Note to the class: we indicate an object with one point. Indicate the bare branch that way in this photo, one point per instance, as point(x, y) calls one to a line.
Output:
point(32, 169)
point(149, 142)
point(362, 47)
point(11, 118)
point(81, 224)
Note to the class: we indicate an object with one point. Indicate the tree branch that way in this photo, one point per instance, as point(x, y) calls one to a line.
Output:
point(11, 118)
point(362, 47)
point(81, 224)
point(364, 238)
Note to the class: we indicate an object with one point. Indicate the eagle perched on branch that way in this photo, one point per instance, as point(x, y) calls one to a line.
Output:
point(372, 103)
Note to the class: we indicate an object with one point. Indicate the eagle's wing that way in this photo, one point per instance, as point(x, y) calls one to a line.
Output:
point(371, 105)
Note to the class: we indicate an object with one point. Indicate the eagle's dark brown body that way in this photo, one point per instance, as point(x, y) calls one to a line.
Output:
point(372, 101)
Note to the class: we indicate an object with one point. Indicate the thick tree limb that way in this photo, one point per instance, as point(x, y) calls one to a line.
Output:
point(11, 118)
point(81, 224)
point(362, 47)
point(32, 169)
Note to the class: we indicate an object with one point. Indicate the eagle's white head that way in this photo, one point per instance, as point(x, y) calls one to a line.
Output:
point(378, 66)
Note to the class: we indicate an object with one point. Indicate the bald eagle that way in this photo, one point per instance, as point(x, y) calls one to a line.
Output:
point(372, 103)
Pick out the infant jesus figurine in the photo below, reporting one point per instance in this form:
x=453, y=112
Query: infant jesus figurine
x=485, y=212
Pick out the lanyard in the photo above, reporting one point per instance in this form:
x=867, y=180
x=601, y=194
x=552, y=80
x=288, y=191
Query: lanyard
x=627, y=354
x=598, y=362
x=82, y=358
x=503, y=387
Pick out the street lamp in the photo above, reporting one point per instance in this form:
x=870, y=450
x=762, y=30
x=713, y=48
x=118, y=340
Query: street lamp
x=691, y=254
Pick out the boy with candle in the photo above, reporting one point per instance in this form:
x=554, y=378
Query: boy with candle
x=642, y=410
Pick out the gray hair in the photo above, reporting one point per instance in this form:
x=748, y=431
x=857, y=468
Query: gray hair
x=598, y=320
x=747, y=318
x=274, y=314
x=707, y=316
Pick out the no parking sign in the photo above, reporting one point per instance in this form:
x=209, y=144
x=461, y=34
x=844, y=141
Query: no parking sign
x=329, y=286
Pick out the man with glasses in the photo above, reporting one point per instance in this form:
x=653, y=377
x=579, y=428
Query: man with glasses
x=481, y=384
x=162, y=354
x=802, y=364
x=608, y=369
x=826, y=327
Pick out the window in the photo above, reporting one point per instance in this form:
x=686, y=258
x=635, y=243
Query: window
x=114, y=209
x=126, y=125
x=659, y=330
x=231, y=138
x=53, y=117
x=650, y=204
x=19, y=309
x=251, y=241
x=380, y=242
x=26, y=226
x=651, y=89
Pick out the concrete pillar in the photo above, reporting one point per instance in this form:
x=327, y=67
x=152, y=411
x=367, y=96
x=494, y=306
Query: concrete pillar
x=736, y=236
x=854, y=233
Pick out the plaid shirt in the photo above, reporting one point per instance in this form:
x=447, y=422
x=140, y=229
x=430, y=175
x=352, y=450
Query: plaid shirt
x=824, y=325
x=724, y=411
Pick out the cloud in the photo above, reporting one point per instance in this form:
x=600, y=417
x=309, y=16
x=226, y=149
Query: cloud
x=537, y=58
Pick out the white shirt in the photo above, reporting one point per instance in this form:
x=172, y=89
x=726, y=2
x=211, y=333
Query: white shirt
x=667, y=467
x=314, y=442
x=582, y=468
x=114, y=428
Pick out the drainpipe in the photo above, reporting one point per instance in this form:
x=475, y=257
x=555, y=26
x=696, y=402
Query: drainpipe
________________________________________
### What you should do
Having looked over the entries above, reproduce all of them exactly.

### Written answer
Note to the class: we indicate an object with one point. Indicate the bare branch that way in this photo, one point per instance, as point(x, y) calls one to a line.
Output:
point(32, 169)
point(149, 142)
point(362, 47)
point(11, 118)
point(81, 224)
Note to the class: we indicate an object with one point. Indicate the tree branch that way in this photo, one point per instance, as point(x, y) calls one to a line.
Output:
point(11, 118)
point(362, 47)
point(81, 224)
point(364, 238)
Note to the class: we indicate an object with one point. Indicate the eagle perched on branch that way in this photo, one point per instance, as point(x, y) calls one to a line.
Output:
point(372, 103)
Note to the class: we indicate an object with one point. Indicate the eagle's wing that way in this photo, one point per instance, as point(x, y) calls one to a line.
Output:
point(371, 105)
Note to the class: we indicate an object with one point. Indicate the eagle's dark brown body that way in this photo, one point per instance, as point(x, y) calls one to a line.
Output:
point(372, 101)
Note to the class: we indicate an object with one point. Indicate the thick tree limb that way in this photo, one point per instance, as point(x, y) calls one to a line.
Output:
point(11, 118)
point(81, 224)
point(362, 47)
point(32, 169)
Note to the class: we indicate an object with one point. Indicate the eagle's white head that way in this photo, one point per instance, as point(x, y) calls one to a line.
Output:
point(378, 66)
Note to the class: we indicate an object with one point. Indicate the bald eagle that way in this photo, one point per instance, as point(x, y) calls one to a line.
Output:
point(372, 103)
Pick out the infant jesus figurine in the photo below, reporting one point per instance in this form:
x=453, y=112
Query: infant jesus figurine
x=485, y=212
Pick out the lanyard in the photo above, reporting one point per instance in this form:
x=867, y=180
x=601, y=194
x=552, y=80
x=288, y=191
Query: lanyard
x=627, y=354
x=598, y=362
x=82, y=358
x=503, y=387
Pick out the street lamp in the photo above, reporting one point per instance in this form:
x=870, y=450
x=762, y=30
x=713, y=48
x=118, y=340
Query: street lamp
x=691, y=254
Pick out the boy with candle in the photo above, reporting one point per instance in this form:
x=554, y=378
Query: boy with candle
x=642, y=410
Pick out the gray hair in the photo above, reporting one point per instance in this form:
x=748, y=431
x=857, y=468
Query: gray hair
x=598, y=320
x=747, y=318
x=274, y=314
x=707, y=316
Pick out the no parking sign in the photo above, reporting one point per instance in this form:
x=209, y=144
x=461, y=34
x=844, y=141
Query: no parking sign
x=329, y=286
Pick out the man with glasses in the photo above, reporting one point per instance in this form:
x=653, y=377
x=579, y=428
Query: man with glasses
x=481, y=384
x=162, y=354
x=802, y=364
x=608, y=369
x=826, y=327
Pick out the window in the photo above, reporting one point per instance in this form:
x=686, y=258
x=635, y=243
Query: window
x=114, y=209
x=126, y=125
x=659, y=330
x=231, y=138
x=53, y=117
x=650, y=204
x=19, y=309
x=251, y=241
x=380, y=242
x=26, y=226
x=651, y=89
Pick out the concrete pillar in the photo above, reporting one point per instance in this form:
x=327, y=67
x=152, y=411
x=367, y=96
x=494, y=306
Query: concrete pillar
x=736, y=236
x=854, y=233
Pick out the plaid shirt in the photo above, reporting one point per instance in this form:
x=447, y=422
x=140, y=229
x=430, y=175
x=352, y=450
Query: plaid shirt
x=824, y=325
x=724, y=411
Pick out the cloud in the photo above, reporting one point per instance in this form:
x=600, y=417
x=309, y=16
x=226, y=149
Query: cloud
x=537, y=58
Pick out the white shirt in the photo above, reporting one point per instance in this form:
x=172, y=89
x=726, y=2
x=211, y=333
Query: white shirt
x=667, y=467
x=314, y=442
x=582, y=468
x=114, y=428
Pick out the drainpipe in the photo above, reporting one point per instance in this form:
x=475, y=257
x=555, y=26
x=696, y=402
Query: drainpipe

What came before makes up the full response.